- INPUT FOR THIS TASK -
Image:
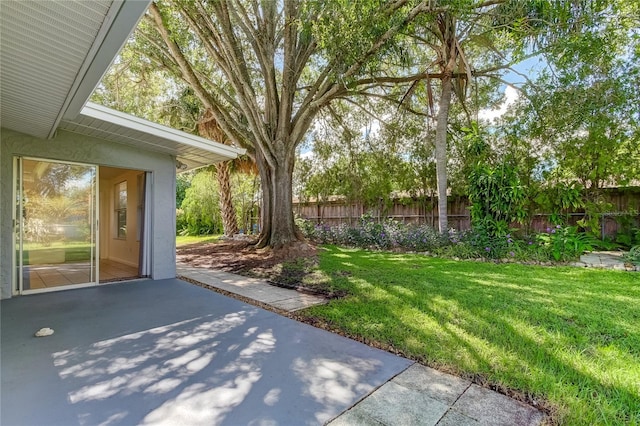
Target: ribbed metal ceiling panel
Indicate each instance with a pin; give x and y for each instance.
(43, 45)
(103, 129)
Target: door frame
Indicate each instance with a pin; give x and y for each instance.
(17, 264)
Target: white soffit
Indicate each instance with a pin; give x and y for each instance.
(111, 125)
(53, 54)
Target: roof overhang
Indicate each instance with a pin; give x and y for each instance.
(108, 124)
(54, 53)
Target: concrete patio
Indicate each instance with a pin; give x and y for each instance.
(168, 352)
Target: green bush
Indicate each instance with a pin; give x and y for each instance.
(558, 244)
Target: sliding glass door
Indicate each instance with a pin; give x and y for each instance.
(56, 232)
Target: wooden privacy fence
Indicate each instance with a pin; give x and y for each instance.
(625, 205)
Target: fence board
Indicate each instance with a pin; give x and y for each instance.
(623, 201)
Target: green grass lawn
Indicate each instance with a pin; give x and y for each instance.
(183, 240)
(567, 336)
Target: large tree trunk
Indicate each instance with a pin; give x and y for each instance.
(209, 128)
(441, 152)
(277, 224)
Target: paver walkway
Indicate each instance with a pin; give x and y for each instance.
(417, 396)
(424, 396)
(605, 260)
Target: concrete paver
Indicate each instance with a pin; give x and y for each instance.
(492, 408)
(393, 404)
(440, 386)
(423, 396)
(605, 260)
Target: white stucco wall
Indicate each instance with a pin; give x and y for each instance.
(68, 146)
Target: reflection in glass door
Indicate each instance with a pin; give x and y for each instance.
(56, 208)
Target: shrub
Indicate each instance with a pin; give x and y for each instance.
(557, 244)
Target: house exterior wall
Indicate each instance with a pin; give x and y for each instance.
(68, 146)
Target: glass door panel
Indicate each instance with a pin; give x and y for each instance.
(57, 224)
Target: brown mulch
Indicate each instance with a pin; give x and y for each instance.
(233, 255)
(283, 268)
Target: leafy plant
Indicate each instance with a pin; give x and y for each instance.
(633, 256)
(497, 198)
(566, 243)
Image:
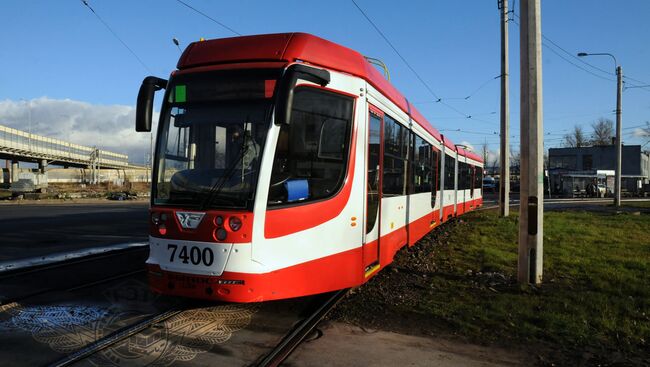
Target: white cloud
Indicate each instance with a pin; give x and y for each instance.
(110, 127)
(640, 133)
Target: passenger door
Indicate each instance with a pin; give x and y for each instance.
(374, 176)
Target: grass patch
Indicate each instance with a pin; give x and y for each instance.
(593, 306)
(636, 204)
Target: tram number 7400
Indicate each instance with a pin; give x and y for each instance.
(194, 255)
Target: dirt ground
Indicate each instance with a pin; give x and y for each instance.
(400, 286)
(340, 344)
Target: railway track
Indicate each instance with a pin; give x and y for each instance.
(320, 306)
(114, 338)
(21, 284)
(301, 330)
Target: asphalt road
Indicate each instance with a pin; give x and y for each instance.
(30, 230)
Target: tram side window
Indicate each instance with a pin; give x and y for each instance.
(312, 150)
(395, 157)
(421, 166)
(437, 164)
(450, 172)
(462, 175)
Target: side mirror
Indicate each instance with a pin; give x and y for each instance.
(144, 108)
(288, 83)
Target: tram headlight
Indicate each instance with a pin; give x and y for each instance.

- TASK GOAL -
Repeat every entry above word for word, and include no pictures.

- WRITTEN SOLUTION -
Image:
Target: ribbed metal ceiling panel
Indicate each instance with a pin; give x and y for each instance.
(43, 45)
(103, 129)
Target: door frame
Indicate each instance with a pin; give x and y for each instance.
(17, 264)
Target: white soffit
Indicate each instance with a pin; give x and y for each instance.
(111, 125)
(53, 54)
Target: roof overhang
Indicate each instance with a pin; give x and y for each instance.
(108, 124)
(54, 53)
Target: concrete patio
Indicate each instance with a pin; give x and y for each instance.
(168, 352)
Target: green bush
Indicate each instance with a pin; give x and y for each instance.
(558, 244)
Target: sliding glass door
Indicate each instance with a pin; give x and y for each instance.
(56, 232)
Target: wooden privacy fence
Indicate each instance with a pin; give x and y for each instance.
(625, 205)
Target: fence board
Indicate each instance with a pin; give x and y for each instance.
(623, 201)
Target: green grass lawn
Indicate each instance with a pin; give x and y for each instance.
(183, 240)
(567, 336)
Target: large tree trunk
Indicate each instance with a pin; give x and y for each instance.
(209, 128)
(441, 152)
(277, 224)
Target: paver walkway
Indicate each instance with a pin; give x and y for each instance.
(417, 396)
(424, 396)
(605, 260)
Target: concrete paver
Indicate each instance with a pin; give x and y for each instance.
(492, 408)
(393, 404)
(440, 386)
(423, 396)
(605, 260)
Target: white stucco wall
Indicate each instance with a pin; give x and y for each instance.
(68, 146)
Target: reflection in glass door
Indicate each instance with a pin; give x and y for each instance.
(56, 208)
Target: shrub
Indicate each instance with a pin; give x and y for each instance.
(557, 244)
Target: house exterior wall
Indicate each instance with a pin; give x and y for each instance.
(68, 146)
Target: glass door panel
Indicate each instance with a pin; give x and y for each instance.
(57, 224)
Target: brown mulch
Indicate each instance with a pin; give x and y for each instance.
(233, 255)
(283, 268)
Target: leafy plant
Indicate each instance with a pin; give x and y for each instance.
(633, 256)
(497, 198)
(566, 243)
Image:
Target: white cloud
Indicate each instance with a pin; give x and y for each instance.
(110, 127)
(640, 133)
Target: passenger door
Indicate each instance with a pin; give x and y for each instance.
(374, 176)
Target: grass patch
Indicate each instance with a pin; give x and y for each instance.
(593, 306)
(636, 204)
Target: tram number 7400
Indicate each instance with a pin; give x and y for each instance.
(194, 255)
Target: dirt ground
Indicate each instance with a pin; give x and y for each instance.
(400, 286)
(340, 344)
Target: railway track
Indicate each instance with a pin; give x and y for each instance.
(320, 306)
(114, 338)
(21, 284)
(301, 330)
Target: asphalt road
Indicate each instance with a pin; give x and y for each instance.
(30, 230)
Target: tram side window
Indicate each instance with a pin; give x and y for each instance.
(312, 150)
(395, 157)
(421, 166)
(437, 164)
(450, 172)
(462, 175)
Target: side mirror
Indicate each instance with a pin; give x and y for each instance.
(144, 108)
(288, 83)
Target: tram headlight
Indicate each instance with a pin; give x and y for each instance.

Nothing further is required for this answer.